__Image point annotation entries__.

++++++++++++++++++++

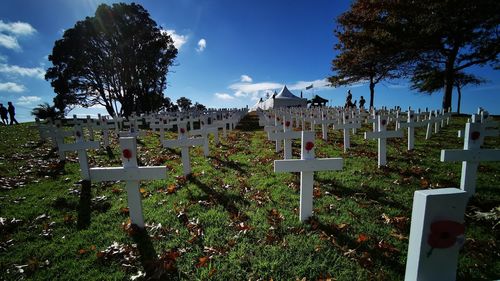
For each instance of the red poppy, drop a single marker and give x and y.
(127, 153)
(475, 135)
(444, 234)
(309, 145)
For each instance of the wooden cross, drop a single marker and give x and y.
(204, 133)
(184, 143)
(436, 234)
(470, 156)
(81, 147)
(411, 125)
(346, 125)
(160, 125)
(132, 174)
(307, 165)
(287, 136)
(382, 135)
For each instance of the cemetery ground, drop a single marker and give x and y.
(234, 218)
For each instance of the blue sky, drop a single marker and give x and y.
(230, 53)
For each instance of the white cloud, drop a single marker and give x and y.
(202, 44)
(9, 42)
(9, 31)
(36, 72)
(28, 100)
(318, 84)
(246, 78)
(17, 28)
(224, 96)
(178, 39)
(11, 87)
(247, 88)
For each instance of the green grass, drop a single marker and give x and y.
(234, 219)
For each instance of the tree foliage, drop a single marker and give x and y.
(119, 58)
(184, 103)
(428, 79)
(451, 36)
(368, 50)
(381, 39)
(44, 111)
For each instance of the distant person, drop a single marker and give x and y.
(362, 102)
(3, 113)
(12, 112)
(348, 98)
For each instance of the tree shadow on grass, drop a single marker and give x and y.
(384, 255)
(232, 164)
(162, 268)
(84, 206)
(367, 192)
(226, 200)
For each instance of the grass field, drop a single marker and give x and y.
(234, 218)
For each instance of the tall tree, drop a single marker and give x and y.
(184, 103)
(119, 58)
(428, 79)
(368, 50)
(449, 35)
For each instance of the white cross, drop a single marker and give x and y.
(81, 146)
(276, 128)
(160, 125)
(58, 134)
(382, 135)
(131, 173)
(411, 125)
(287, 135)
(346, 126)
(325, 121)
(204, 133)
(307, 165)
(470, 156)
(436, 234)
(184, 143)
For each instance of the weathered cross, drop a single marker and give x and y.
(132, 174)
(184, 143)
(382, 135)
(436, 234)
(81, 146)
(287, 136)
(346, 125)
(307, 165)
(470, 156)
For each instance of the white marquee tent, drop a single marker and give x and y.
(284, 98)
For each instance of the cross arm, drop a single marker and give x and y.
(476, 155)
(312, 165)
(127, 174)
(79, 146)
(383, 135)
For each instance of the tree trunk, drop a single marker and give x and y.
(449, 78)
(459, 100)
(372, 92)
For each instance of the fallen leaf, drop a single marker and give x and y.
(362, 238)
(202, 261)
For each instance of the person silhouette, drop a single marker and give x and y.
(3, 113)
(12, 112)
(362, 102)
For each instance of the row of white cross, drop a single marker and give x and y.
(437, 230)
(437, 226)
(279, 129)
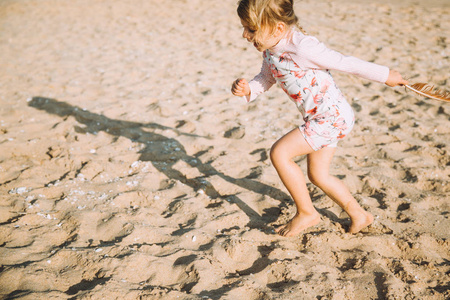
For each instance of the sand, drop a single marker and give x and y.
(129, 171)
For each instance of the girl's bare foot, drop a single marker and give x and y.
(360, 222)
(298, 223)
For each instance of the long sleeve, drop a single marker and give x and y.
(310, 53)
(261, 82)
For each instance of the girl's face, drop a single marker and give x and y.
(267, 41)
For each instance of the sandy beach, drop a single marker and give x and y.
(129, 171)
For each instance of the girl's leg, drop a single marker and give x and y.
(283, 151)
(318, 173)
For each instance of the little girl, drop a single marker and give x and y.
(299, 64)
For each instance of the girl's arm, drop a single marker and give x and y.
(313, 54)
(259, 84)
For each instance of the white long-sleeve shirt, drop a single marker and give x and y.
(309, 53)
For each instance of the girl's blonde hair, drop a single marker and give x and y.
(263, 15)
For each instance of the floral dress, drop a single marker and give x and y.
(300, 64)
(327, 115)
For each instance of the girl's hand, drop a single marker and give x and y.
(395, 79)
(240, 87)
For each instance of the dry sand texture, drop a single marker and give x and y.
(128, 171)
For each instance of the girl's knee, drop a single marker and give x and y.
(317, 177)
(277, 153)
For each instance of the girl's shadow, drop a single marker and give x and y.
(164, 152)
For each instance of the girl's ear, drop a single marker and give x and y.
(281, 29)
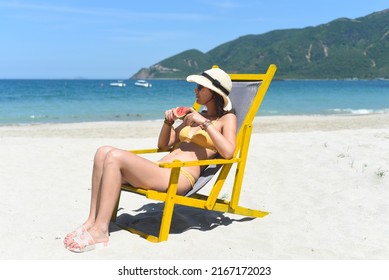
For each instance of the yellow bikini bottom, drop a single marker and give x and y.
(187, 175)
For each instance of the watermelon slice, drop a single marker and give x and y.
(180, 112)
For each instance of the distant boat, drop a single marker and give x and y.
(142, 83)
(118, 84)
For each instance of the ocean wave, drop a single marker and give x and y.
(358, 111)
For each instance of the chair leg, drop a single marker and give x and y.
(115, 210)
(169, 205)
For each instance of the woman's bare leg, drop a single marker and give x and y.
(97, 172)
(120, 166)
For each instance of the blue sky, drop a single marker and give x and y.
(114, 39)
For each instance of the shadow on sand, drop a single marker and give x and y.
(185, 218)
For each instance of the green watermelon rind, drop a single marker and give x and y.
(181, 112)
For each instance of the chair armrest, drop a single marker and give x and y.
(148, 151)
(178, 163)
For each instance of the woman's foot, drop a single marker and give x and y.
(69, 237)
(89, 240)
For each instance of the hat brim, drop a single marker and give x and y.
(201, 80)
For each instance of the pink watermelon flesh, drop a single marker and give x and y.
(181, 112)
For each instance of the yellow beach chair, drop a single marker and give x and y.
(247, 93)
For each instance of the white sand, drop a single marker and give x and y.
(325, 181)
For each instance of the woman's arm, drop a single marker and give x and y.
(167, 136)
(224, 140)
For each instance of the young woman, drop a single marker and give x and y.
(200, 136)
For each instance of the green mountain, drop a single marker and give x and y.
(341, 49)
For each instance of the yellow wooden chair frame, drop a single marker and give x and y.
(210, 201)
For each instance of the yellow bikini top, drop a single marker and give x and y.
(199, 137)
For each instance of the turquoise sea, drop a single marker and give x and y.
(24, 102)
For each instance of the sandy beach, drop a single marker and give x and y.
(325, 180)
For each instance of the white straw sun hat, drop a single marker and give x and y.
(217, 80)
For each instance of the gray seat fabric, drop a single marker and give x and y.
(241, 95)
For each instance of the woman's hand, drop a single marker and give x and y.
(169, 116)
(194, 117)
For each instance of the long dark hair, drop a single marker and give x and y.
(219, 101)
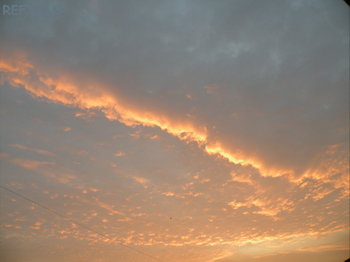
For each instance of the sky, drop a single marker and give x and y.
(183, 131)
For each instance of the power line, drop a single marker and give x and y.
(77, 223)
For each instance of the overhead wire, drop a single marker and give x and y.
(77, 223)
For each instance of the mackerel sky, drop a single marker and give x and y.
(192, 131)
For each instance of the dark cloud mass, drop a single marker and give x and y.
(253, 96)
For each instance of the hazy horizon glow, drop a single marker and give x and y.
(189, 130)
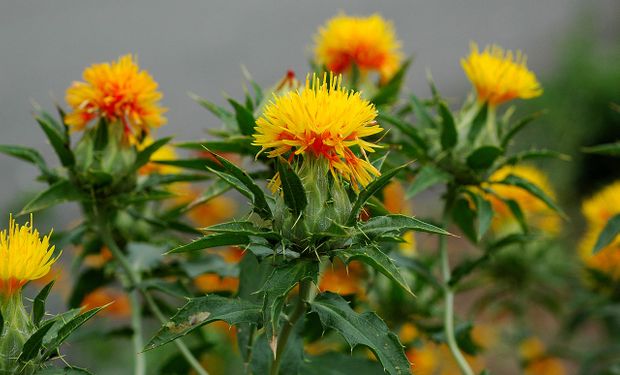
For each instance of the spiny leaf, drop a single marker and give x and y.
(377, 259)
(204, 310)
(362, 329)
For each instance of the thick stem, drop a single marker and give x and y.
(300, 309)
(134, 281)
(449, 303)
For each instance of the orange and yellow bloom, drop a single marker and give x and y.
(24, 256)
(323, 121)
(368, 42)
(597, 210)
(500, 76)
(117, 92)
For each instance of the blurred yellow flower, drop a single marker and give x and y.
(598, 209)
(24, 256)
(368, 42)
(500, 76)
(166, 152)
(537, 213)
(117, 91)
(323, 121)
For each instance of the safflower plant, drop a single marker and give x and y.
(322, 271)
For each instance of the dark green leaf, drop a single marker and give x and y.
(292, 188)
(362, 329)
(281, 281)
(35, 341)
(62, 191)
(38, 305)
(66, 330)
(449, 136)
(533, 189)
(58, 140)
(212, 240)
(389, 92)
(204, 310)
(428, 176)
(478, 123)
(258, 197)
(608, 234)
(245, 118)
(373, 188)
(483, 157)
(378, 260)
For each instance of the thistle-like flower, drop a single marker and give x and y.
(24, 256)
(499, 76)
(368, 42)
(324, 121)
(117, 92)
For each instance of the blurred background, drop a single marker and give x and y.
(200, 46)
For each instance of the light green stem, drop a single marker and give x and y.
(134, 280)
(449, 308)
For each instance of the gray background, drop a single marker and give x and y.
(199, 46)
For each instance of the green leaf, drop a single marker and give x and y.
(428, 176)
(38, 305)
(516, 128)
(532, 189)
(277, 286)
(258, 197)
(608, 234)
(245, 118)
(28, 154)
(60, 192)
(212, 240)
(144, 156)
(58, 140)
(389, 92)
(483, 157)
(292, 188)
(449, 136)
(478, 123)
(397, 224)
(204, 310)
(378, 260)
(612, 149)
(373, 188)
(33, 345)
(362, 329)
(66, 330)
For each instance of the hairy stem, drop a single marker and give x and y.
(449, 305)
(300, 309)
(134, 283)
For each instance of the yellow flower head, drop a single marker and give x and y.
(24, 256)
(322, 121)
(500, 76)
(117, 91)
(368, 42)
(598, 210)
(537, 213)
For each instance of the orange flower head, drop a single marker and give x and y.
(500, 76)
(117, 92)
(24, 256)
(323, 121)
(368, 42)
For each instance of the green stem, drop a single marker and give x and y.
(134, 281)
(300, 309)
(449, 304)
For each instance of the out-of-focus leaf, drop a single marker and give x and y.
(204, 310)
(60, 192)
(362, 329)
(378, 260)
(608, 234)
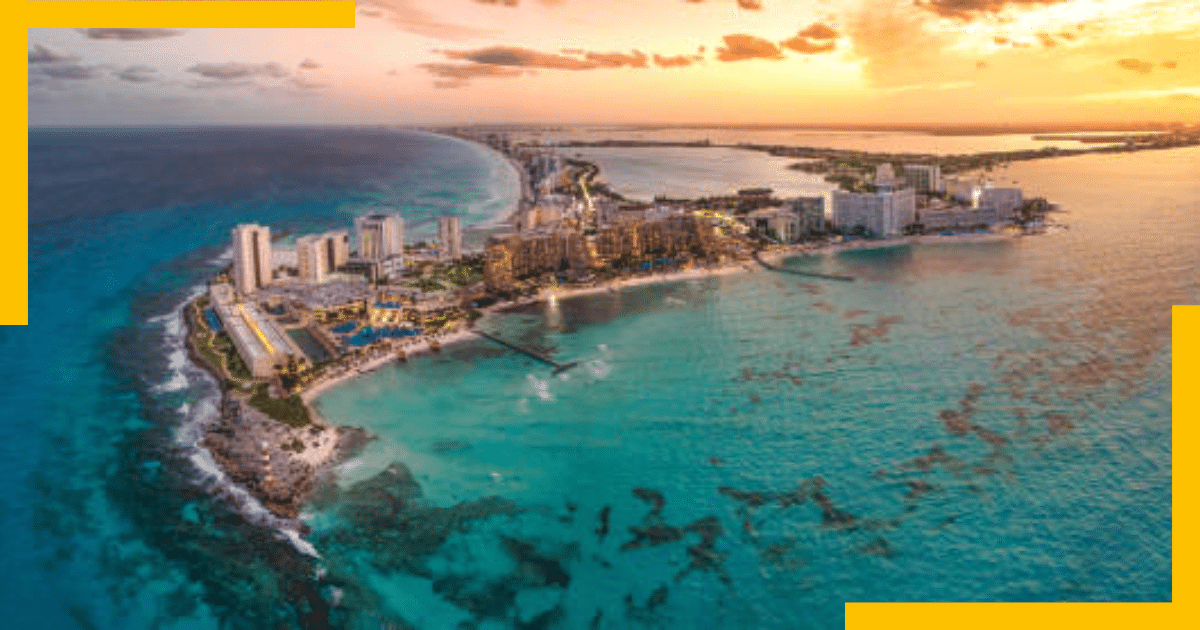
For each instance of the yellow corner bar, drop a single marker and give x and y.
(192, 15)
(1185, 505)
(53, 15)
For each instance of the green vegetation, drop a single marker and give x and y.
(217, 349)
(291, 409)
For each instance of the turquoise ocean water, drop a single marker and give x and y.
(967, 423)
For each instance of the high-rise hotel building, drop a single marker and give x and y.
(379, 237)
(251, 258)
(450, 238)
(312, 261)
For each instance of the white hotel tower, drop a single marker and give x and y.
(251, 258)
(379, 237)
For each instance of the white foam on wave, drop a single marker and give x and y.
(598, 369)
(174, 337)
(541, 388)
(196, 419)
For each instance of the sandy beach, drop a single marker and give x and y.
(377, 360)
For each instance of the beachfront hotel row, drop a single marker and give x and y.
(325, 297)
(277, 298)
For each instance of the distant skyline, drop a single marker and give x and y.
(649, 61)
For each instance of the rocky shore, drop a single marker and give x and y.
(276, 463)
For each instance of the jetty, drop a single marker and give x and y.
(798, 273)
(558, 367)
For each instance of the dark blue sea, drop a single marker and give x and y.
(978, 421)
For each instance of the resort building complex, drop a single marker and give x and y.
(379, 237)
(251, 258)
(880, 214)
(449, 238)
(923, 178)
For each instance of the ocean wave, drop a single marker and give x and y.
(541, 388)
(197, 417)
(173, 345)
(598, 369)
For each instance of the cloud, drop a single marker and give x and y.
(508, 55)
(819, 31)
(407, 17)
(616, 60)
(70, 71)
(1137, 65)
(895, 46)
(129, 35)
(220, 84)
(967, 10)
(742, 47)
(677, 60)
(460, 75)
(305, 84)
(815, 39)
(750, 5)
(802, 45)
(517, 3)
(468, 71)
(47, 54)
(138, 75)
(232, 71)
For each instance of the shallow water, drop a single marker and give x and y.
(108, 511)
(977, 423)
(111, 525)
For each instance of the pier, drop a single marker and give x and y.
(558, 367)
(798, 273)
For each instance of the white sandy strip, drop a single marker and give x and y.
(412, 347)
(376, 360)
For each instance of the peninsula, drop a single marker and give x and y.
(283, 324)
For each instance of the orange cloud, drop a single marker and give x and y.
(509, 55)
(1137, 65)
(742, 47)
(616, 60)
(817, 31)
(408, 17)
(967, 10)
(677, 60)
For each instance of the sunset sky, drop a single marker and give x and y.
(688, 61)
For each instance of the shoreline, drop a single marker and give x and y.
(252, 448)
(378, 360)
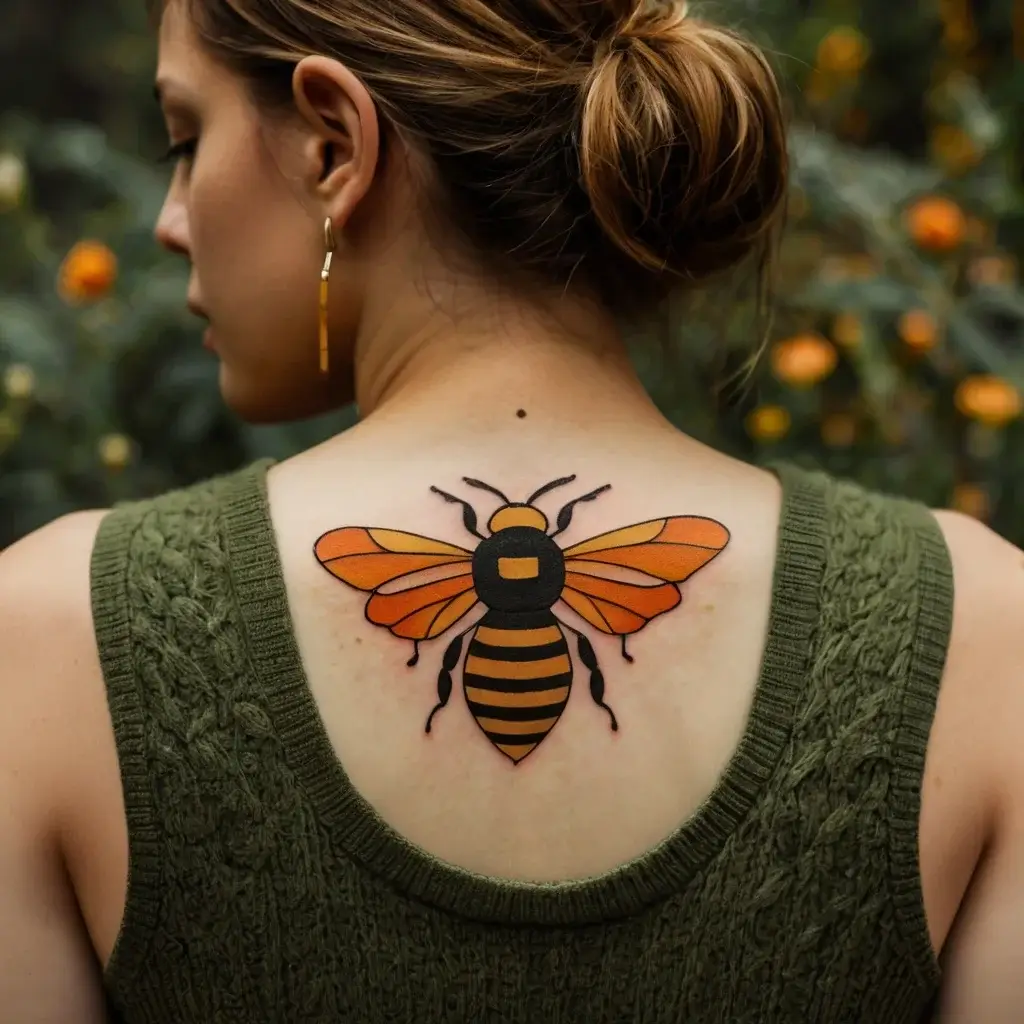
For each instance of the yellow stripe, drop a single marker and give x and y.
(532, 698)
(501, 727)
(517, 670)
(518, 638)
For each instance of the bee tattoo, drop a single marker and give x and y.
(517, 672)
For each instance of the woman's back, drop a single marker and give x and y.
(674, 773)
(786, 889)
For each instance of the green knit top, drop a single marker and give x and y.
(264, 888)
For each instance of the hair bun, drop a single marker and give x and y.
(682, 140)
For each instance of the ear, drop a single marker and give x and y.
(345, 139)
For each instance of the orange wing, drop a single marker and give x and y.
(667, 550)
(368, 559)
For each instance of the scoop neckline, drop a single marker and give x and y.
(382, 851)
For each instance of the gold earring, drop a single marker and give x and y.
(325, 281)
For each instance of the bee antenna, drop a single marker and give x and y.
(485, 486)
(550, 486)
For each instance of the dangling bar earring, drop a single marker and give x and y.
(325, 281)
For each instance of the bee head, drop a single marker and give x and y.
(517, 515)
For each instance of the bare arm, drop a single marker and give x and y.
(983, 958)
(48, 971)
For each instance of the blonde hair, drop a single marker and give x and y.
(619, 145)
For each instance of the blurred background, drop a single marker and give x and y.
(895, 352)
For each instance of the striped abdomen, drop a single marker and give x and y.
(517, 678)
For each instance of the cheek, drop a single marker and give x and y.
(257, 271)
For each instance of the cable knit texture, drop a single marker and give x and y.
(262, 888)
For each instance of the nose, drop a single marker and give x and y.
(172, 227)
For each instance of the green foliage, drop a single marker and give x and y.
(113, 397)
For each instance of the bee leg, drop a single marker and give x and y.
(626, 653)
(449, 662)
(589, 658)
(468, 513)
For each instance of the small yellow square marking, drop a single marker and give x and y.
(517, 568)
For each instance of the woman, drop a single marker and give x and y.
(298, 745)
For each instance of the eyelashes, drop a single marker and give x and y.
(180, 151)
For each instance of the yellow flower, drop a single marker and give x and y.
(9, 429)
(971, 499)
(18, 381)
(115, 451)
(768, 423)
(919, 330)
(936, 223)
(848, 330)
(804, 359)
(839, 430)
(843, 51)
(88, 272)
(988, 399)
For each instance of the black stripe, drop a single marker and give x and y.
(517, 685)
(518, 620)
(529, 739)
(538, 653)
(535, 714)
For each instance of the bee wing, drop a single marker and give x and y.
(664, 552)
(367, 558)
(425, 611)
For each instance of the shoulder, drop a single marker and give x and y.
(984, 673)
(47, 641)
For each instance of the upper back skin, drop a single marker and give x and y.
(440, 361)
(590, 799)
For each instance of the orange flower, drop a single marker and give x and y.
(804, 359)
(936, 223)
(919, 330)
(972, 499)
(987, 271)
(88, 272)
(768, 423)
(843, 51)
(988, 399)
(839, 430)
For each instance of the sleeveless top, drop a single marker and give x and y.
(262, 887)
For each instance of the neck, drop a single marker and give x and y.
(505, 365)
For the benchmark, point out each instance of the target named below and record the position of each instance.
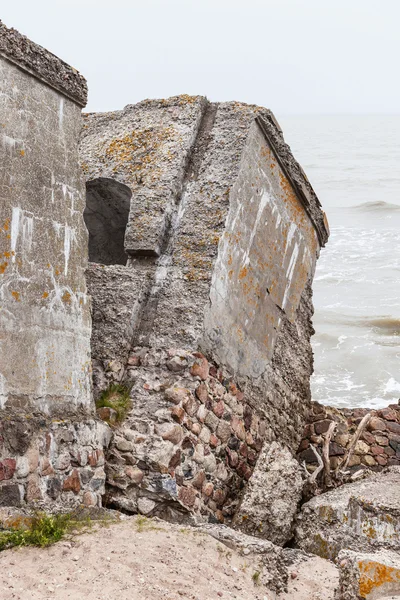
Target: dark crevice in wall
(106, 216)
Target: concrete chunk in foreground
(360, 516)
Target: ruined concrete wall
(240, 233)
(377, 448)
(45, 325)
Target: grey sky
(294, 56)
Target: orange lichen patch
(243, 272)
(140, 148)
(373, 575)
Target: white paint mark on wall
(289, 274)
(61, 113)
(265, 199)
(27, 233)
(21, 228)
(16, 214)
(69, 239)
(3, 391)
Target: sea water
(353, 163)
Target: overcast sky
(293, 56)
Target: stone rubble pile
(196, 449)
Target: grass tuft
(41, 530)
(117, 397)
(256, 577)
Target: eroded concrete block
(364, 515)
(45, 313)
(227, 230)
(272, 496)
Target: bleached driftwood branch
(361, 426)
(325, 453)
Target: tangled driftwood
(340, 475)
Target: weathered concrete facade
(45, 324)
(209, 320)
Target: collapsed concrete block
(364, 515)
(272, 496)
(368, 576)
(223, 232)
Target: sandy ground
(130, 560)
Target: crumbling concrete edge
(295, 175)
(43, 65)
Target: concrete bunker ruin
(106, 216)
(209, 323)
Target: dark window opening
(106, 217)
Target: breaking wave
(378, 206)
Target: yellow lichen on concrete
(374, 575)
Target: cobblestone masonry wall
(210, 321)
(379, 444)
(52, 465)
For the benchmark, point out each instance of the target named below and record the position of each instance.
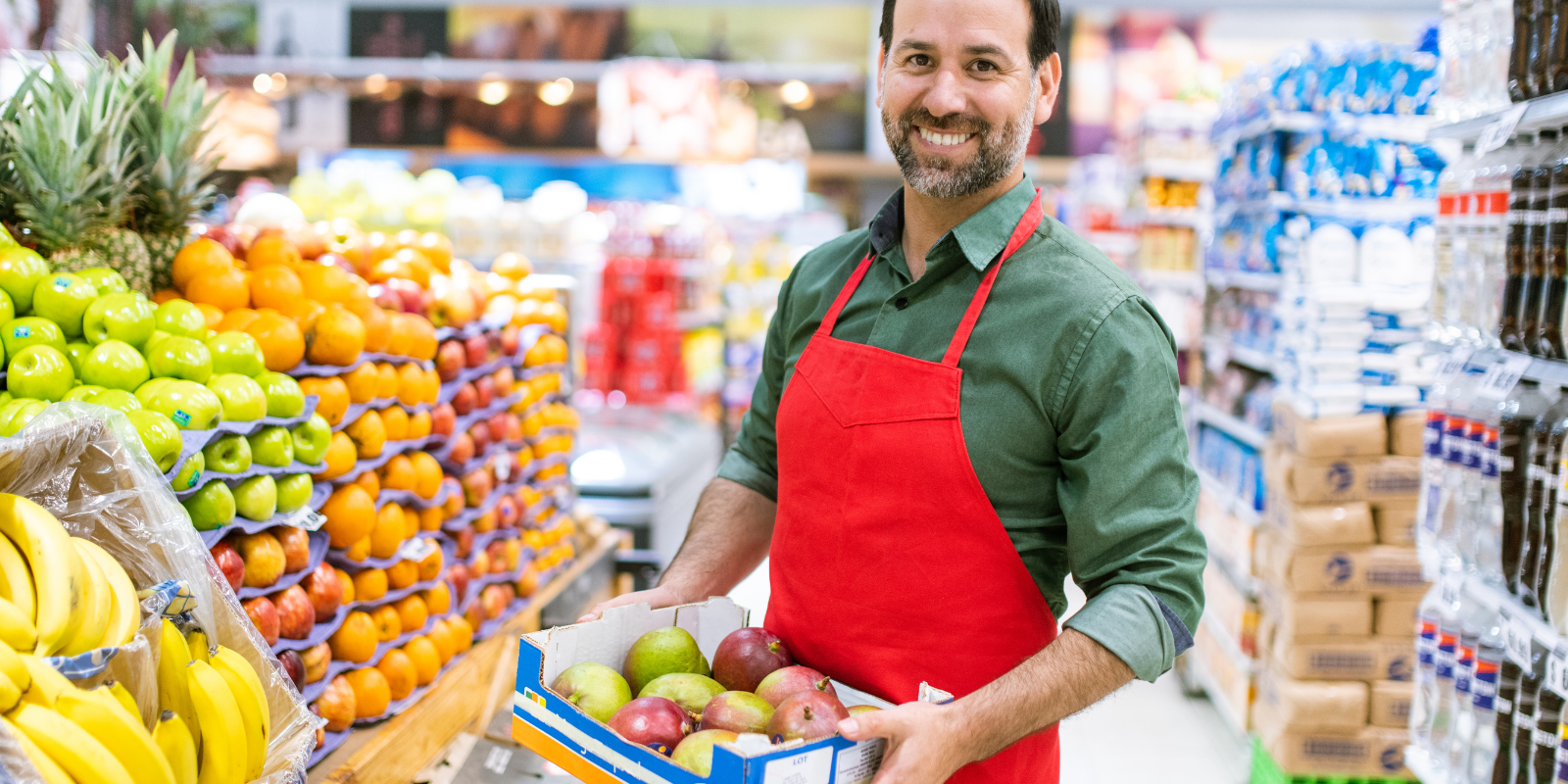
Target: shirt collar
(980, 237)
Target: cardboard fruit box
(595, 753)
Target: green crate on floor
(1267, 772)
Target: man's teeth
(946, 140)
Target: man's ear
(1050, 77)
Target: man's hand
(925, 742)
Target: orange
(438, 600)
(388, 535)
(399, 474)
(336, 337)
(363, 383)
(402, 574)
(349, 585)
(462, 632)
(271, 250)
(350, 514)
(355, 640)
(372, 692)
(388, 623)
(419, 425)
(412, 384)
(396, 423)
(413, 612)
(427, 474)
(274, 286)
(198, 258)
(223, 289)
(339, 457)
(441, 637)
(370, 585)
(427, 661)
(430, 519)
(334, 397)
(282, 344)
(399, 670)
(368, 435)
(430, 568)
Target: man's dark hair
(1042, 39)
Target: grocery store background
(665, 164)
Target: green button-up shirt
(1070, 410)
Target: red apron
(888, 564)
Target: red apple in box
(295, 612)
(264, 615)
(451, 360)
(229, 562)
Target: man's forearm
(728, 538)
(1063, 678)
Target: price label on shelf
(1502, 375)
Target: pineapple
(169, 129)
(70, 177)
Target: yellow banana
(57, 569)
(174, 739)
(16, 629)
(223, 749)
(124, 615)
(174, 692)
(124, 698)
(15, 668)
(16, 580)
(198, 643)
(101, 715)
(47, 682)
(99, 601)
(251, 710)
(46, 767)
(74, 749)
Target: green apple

++++++++++++++++++++

__WHAT TO PRODUCE__. Return the lines beginning at the one that contains "Target: cardboard fruit box" and continuing through the last line of the data, exactly as they stand and without any others.

__ANSWER BELOW__.
Target: cardboard fruit box
(595, 753)
Target: green crate on floor
(1267, 772)
Target: man's teeth
(946, 140)
Target: man's ear
(1050, 77)
Target: man's hand
(925, 742)
Target: orange
(438, 600)
(388, 535)
(399, 474)
(336, 337)
(363, 383)
(402, 574)
(349, 585)
(462, 632)
(271, 250)
(350, 514)
(355, 640)
(372, 692)
(388, 623)
(419, 425)
(412, 384)
(396, 423)
(413, 612)
(427, 474)
(274, 286)
(198, 258)
(223, 289)
(339, 457)
(441, 637)
(370, 585)
(427, 661)
(430, 519)
(334, 397)
(282, 344)
(399, 670)
(368, 435)
(430, 568)
Target: man's dark hair
(1042, 39)
Target: grocery store background
(665, 164)
Target: green button-up shirt
(1070, 410)
Target: red apron
(888, 564)
Target: red apple in box
(295, 612)
(264, 615)
(451, 360)
(229, 562)
Target: man's forearm
(728, 538)
(1063, 678)
Target: price label on shelf
(1502, 375)
Target: pineapple
(169, 129)
(70, 177)
Target: yellow banana
(57, 569)
(174, 739)
(16, 629)
(223, 749)
(124, 615)
(174, 692)
(124, 698)
(15, 668)
(16, 580)
(198, 643)
(101, 715)
(47, 682)
(99, 601)
(251, 710)
(46, 767)
(74, 749)
Target: green apple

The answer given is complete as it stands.